## Page text:

--*--

Wildlife biologist and conservation scientist Ravi Chellam said: “The current plan is to translocate cheetahs from fenced reserves within South Africa and release them into an extremely small unfenced reserve, Kuno, which is only 748 square kilometres in an area with 169 villages in the larger landscape in which Kuno is located.
“Free-ranging cheetahs are known to have home ranges larger than what the unfenced park can support … Given the propensity of cheetahs to come into conflict with humans, why is South Africa supporting this idea?”
India does not seem to have sufficient suitable habitat “in terms of area/extent” to host a population of cheetahs, even as a metapopulation. “How does South Africa plan to address this issue while sending cheetahs to India?” he wondered.
‘Recipe for potential disaster’
Jan Venter, the head of department and associate professor at the department of conservation management at Nelson Mandela University, foresees a “recipe for potential disaster.
“Cheetahs do roam quite widely and I think if you have a place that size, especially surrounded by communities that have livestock, it’s just a recipe for potential conflict with predators … We’re very good at fencing places in South Africa and managing predators in confined spaces like that but it’s a different ballgame if there is no fence.”

--*--

## Data for review:
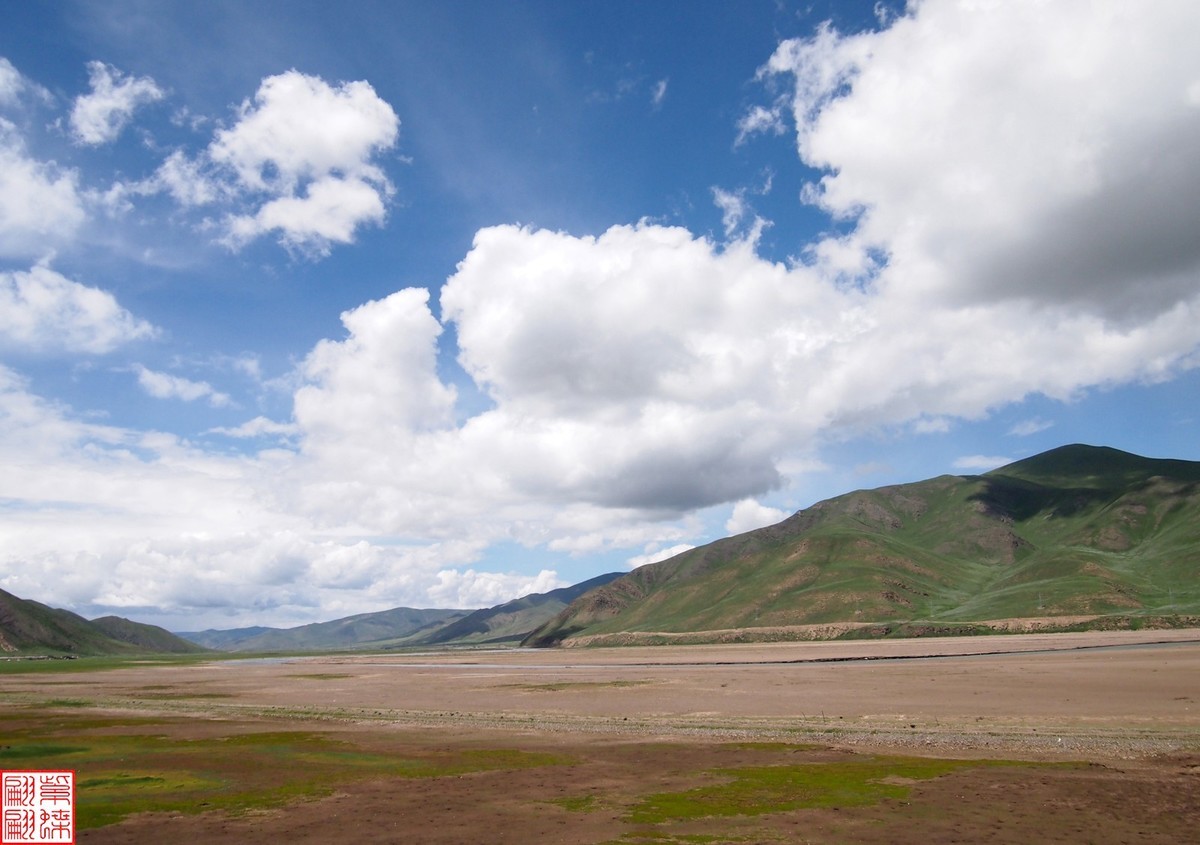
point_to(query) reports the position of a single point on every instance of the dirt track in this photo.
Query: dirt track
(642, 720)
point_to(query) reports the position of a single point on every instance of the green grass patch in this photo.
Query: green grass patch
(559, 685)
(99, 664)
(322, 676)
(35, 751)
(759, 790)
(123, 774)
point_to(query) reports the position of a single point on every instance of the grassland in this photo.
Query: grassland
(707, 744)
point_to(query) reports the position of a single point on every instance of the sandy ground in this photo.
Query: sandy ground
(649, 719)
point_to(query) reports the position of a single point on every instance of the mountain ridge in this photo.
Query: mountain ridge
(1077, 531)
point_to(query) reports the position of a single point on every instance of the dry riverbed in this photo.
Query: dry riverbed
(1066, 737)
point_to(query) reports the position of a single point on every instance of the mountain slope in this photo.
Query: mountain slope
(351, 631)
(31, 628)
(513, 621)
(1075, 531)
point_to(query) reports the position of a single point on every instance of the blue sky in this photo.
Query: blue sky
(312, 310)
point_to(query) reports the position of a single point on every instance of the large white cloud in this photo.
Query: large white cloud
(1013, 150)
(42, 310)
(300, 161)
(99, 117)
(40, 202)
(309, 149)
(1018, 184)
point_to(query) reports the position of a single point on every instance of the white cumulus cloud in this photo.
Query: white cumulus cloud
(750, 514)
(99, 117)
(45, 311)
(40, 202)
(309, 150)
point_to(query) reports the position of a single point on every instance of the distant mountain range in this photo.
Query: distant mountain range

--*--

## Task description:
Decide whether each statement below agrees with the cheetah translocation text. Answer yes or no for each, and quote the deciding words of the text.
1. Kuno covers 748 square kilometres.
2. The cheetahs are to be released into a fenced reserve at Kuno.
3. Jan Venter says South Africa is skilled at managing predators in confined spaces.

## Response box:
1. Yes: "which is only 748 square kilometres"
2. No: "release them into an extremely small unfenced reserve, Kuno"
3. Yes: "We’re very good at fencing places in South Africa and managing predators in confined spaces like that"